USING THE INFORMATION:
a) In the whitepaper passage, how much did Birdchain raise in the end?
b) Please reproduce the whitepaper passage word for word, everything from "One of the projects" down to "- Always think about the Community Perception.".
c) Check each statement against the whitepaper passage and answer yes or no, quoting the words that decide it: (i) The 5th rule is to always think about community perception. (ii) Most people stopped using SMS when email arrived. (iii) A whitepaper should leave out technical aspects entirely.

PROVIDED PASSAGE:

........

One of the projects Birdchain. Was initially perceived as an outdated innovation since the project was related to the SMS. We were hit with the realization that the community assumed that the idea is outdated, that no one is going to use it. However, the funny part of it was that SMS is used widely around in the market but not directly by the people.. Majority of the people stopped using it with the arrival of instant messenger. However, people tend not to notice that when a taxi arrives you receive an SMS, one time passwords - SMS, business reminders - SMS, natural disasters in the area - SMS… It is simply the universal system that every phone has it. Thus noticing this community perception early on the company was able to avoid a disaster. At the end raised over $2 500 000.

5th rule - Always think about the Community Perception.

  • When writing a paper always think about the community perception. Will, they understand it and will it be accepted by them? The essence has to be written in such a way that even your grandma would understand it.

Similar but from a different aspect arises when good projects are written in the technical language, and not in the marketing (general public) language. Some of the whitepapers focus heavily on the technical aspects. How it will be programmatically done and how it will improve or will be “better” than the existing technical solutions. However little do they think about a general Joe who doesn't have any experience in computer science further to say in Blockchain technology. You have to understand that the majority of people will not be able to deduce the benefit and the potential win from your technical description. You have to spell it out to them and not only tell them that there is such a win but also prove to them and also present it in a way that would be interesting to read.

6th - The paper essence should be understandable even to your office cleaner.

  • Whitepaper shouldn’t be difficult to understand. There has to be information that is easily understood by general Joe and also technical aspects to backup your claims.

........

[Object descriptions in free text]
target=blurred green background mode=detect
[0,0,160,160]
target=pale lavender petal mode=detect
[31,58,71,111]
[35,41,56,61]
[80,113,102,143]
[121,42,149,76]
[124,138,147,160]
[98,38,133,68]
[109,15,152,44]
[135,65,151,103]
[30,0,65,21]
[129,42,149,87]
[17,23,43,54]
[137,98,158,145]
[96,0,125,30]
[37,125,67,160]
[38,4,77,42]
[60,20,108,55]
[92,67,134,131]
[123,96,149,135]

........

RESULTS:
a) Over $2 500 000.

b)
One of the projects Birdchain. Was initially perceived as an outdated innovation since the project was related to the SMS. We were hit with the realization that the community assumed that the idea is outdated, that no one is going to use it. However, the funny part of it was that SMS is used widely around in the market but not directly by the people.. Majority of the people stopped using it with the arrival of instant messenger. However, people tend not to notice that when a taxi arrives you receive an SMS, one time passwords - SMS, business reminders - SMS, natural disasters in the area - SMS… It is simply the universal system that every phone has it. Thus noticing this community perception early on the company was able to avoid a disaster. At the end raised over $2 500 000.

5th rule - Always think about the Community Perception.

c)
(i) Yes: "5th rule - Always think about the Community Perception."
(ii) No: "Majority of the people stopped using it with the arrival of instant messenger."
(iii) No: "There has to be information that is easily understood by general Joe and also technical aspects to backup your claims."